Unit 2: The Circular Flow of Income and Spending

2.1 Introduction

In any society, no matter how advanced or primitive, this problem of scarcity arising from limited resources and unlimited wants exists. Resources must be efficiently used to find answers to the following basic economic questions:

  1. What should be produced? Or what are the needs/wants of our society, and how much should we produce?

  2. How should these goods be produced? Or what methods of production must we use given existing resources?

  3. For whom should the goods be produced? Or how will the goods be distributed?

1. What goods and services and how much?
Scarcity of resources prevents us from producing every good and service we want. Hence, there is a need to choose what to produce. In our economic system (mixed market) the price mechanism does this for all goods produced by the private sector. Consumers indicate whether they need the goods and whether they can pay for them. The price consumers are willing to pay acts as a signal to producers whether to continue production or not. The demand or lack of it tells producers what to produce or not to produce.

2. How to produce?
Having decided on what to produce, the question is how should the scarce resources be combined to make the most efficient use of these resources. The main issue is around the use of existing capital and labour (human resources). Again in the market system the price mechanism will decide this. The principle is to keep the cost of production at a minimum given the price of all inputs. The forms (producers) choose the most technically efficient and economically efficient methods of production.

3. For whom to produce?

RECORDED INFORMATION -

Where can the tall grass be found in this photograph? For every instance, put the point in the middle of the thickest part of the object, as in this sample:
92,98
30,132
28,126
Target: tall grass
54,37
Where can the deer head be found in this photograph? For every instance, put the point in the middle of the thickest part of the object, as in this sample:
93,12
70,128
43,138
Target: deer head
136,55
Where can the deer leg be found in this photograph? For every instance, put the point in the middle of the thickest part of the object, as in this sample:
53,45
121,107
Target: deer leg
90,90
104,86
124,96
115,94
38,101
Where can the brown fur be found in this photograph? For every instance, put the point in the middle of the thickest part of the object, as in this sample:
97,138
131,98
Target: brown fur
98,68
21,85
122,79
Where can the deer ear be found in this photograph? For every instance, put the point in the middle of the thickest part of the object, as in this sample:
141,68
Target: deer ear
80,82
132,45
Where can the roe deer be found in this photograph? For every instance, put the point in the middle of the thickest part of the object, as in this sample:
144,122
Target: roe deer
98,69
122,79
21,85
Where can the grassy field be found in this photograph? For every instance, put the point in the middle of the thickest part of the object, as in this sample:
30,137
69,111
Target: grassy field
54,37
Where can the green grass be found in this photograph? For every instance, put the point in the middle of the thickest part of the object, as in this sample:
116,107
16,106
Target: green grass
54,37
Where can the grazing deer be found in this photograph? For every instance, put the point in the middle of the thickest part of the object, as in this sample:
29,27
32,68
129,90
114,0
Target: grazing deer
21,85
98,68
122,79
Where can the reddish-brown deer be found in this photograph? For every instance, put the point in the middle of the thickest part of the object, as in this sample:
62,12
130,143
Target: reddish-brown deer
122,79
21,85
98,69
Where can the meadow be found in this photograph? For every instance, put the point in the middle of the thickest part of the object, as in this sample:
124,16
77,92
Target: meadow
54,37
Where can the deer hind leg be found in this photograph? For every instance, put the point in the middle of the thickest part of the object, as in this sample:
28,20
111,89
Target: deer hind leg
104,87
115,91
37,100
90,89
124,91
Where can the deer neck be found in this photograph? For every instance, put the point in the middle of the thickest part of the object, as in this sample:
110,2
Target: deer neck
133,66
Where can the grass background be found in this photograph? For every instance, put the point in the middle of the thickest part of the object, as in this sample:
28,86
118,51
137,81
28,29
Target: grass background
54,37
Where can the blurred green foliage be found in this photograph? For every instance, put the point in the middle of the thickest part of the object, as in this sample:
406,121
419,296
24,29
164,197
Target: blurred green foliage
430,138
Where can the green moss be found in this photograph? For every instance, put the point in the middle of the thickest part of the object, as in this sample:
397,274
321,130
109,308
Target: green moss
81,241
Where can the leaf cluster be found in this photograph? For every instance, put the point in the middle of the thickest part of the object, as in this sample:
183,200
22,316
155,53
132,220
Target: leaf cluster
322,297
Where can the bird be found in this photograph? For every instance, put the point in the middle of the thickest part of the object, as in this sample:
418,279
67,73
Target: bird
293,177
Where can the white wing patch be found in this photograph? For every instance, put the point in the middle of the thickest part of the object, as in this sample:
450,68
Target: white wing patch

REQUIRED ACTIONS -
- A) Copy everything in the circular flow unit from "2. How should" down to "and how much?".
- B) Continue the unit on the circular flow of income and spending, starting right after its last line.

ANSWERS GIVEN -
- A)
2. How should these goods be produced? Or what methods of production must we use given existing resources?

  3. For whom should the goods be produced? Or how will the goods be distributed?

1. What goods and services and how much?

- B)
How will the goods and services produced be distributed in society? In the market economy this is done by the price mechanism. The consumers spend their income on the goods and services they need/want. This is regarded as the consumers voting for their choice of goods. Incomes depend on how many resources individuals own or whether an individual possesses scarce skills. Higher incomes mean greater ability to pay for goods. Consumers demand tells the producers who will buy what goods and how much of these goods.

2.2 The Three major flows in the Economy: Production, Income and Spending

The circular flow demonstrates the interaction between the two microeconomic decision making units, the household and the firm (producer). The interaction between the households and firms forms the foundation of the market economy at the microeconomic level. There are two sets of markets in this circular flow, the factor market and goods market.

The circular Flow of Income shows the flow of inputs, outputs and payments between households and firms within an economy. This model captures the essential essence of macroeconomic activity.

The economy is seen as nothing more than:

  • A revolving flow of goods,

  • Production resources, and

  • Financial payments

The three major flows are (Mohr, 2015):

Figure 3: The three major flows in the economy

Video Activity 2.1

The circular flow model illustrates the mechanism by which income is generated from goods and services and how this income is spent. This is best understood by analysing the diagram below:

A Simple Circular Flow Model of Income and Spending

Figure 4: The Circular Flow In The Economy
Source: Mohr, 2015

Contemplate households who are consumers, and firms who are manufacturers and sellers of goods and services in the goods and services market: Firms are purchasers of factors of production and households turn out to be sellers of factors of production in the factor market. The government, who is also a partaker, is responsible for providing public goods and services, such as roads, bridges, etc. for usage by households and firms.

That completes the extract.